[Opening PROVIDED RECORDS section]
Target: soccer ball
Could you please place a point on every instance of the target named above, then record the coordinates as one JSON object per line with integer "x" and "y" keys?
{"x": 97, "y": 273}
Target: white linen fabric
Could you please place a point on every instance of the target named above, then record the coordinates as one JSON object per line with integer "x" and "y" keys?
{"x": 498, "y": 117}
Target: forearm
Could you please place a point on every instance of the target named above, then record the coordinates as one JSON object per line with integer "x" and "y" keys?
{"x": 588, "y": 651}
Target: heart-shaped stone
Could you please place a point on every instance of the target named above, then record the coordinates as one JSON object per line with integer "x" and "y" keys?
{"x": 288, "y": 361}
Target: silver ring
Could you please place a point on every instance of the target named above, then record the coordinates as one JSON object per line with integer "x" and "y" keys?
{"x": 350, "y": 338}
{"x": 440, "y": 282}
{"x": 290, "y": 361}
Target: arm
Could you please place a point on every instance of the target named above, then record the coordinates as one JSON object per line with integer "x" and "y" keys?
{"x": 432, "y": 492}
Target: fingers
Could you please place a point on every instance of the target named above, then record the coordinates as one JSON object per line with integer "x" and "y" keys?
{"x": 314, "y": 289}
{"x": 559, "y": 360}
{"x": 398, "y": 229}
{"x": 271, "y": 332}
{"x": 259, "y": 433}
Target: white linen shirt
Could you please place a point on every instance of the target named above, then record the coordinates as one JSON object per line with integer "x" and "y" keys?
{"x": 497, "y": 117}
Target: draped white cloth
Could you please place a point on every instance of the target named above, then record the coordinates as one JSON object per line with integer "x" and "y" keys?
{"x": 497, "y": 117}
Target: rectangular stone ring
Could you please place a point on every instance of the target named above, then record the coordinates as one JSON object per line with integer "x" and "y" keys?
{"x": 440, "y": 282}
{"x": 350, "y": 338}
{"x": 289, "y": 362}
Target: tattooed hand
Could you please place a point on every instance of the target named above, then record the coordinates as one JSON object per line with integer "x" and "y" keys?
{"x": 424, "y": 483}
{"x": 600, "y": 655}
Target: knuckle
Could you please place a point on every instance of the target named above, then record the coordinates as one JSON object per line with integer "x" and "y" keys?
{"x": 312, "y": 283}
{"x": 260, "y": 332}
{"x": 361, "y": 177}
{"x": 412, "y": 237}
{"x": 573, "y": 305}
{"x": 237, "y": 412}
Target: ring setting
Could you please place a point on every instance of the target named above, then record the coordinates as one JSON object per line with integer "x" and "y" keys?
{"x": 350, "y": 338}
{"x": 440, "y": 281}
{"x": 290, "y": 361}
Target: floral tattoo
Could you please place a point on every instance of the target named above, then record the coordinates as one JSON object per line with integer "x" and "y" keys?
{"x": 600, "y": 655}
[Closing PROVIDED RECORDS section]
→ WHAT THE TASK ASKS: Nothing in the records may be dropped; reproduce them exactly.

→ OUTPUT FOR THIS TASK:
Target: soccer ball
Could you please place a point on every instance of the target named above, then record the coordinates as one JSON object per line with integer "x" and "y" keys?
{"x": 97, "y": 273}
Target: white linen fabric
Could you please place a point on every instance of the target named above, then record the coordinates as one JSON object per line with integer "x" and "y" keys?
{"x": 498, "y": 117}
Target: forearm
Could you please place a point on every instance of the target named above, then record the coordinates as one JSON object per line with integer "x" and "y" keys?
{"x": 588, "y": 651}
Target: heart-shaped stone
Could you please place a point on every instance of the target named above, then record the coordinates as one JSON object per line with integer "x" and "y" keys?
{"x": 288, "y": 361}
Target: silver ring
Could you please place a point on every instance of the target named above, then record the coordinates as one JSON object per line with integer "x" and "y" keys?
{"x": 350, "y": 338}
{"x": 440, "y": 282}
{"x": 290, "y": 361}
Target: arm
Could you please place a point on every instance of the target named above, then record the coordinates as one JSON object per line with integer "x" and "y" keys?
{"x": 432, "y": 492}
Target: fingers
Could you please place a point on every instance of the target named above, then record the coordinates as one JSON object per line with integer "x" and "y" keys?
{"x": 314, "y": 289}
{"x": 559, "y": 360}
{"x": 398, "y": 229}
{"x": 271, "y": 332}
{"x": 259, "y": 433}
Target: white linen shirt
Could you please place a point on every instance of the target named above, then record the coordinates as one JSON object per line with integer "x" and "y" keys?
{"x": 497, "y": 117}
Target: draped white cloth
Could you please place a point on every instance of the target named above, then record the coordinates as one JSON object per line with integer "x" and "y" keys?
{"x": 497, "y": 117}
Target: rectangular stone ring
Could you please place a point on every instance of the target named above, then record the coordinates as one JSON object per line with integer "x" and "y" keys?
{"x": 440, "y": 282}
{"x": 350, "y": 338}
{"x": 289, "y": 362}
Target: tattooed hand
Could you please place a point on every instance of the target named above, then record the coordinates as one JSON object per line with integer "x" and "y" keys?
{"x": 424, "y": 483}
{"x": 600, "y": 655}
Target: knuckle
Could you please place a point on every instance of the target named above, then record the coordinates as one JSON object per line with integer "x" and "y" keys?
{"x": 312, "y": 283}
{"x": 260, "y": 332}
{"x": 361, "y": 177}
{"x": 412, "y": 237}
{"x": 573, "y": 305}
{"x": 237, "y": 412}
Target: ring setting
Could you please place a point on every instance of the target named above, then record the coordinates as one JSON object per line with integer "x" and "y" keys?
{"x": 350, "y": 338}
{"x": 440, "y": 281}
{"x": 290, "y": 361}
Target: floral tattoo
Could you please place a point on every instance of the target named above, then record the coordinates as one JSON object per line with integer "x" and "y" keys?
{"x": 600, "y": 655}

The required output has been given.